* [WHAT TO WORK ON]:
Copy exactly the lines that run from the one containing "Shot-chart prep: mark the overcast" through the end of the entries, both ends included.

[Point localization data]
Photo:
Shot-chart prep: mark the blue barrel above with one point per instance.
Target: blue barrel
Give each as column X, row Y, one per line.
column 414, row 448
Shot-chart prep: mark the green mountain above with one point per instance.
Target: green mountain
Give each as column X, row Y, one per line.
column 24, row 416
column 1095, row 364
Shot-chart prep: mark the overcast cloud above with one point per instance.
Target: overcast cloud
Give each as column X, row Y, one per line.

* [FINISHED EXERCISE]:
Shot-chart prep: mark the overcast cloud above with one point per instance.
Target: overcast cloud
Give each as column X, row Y, one per line.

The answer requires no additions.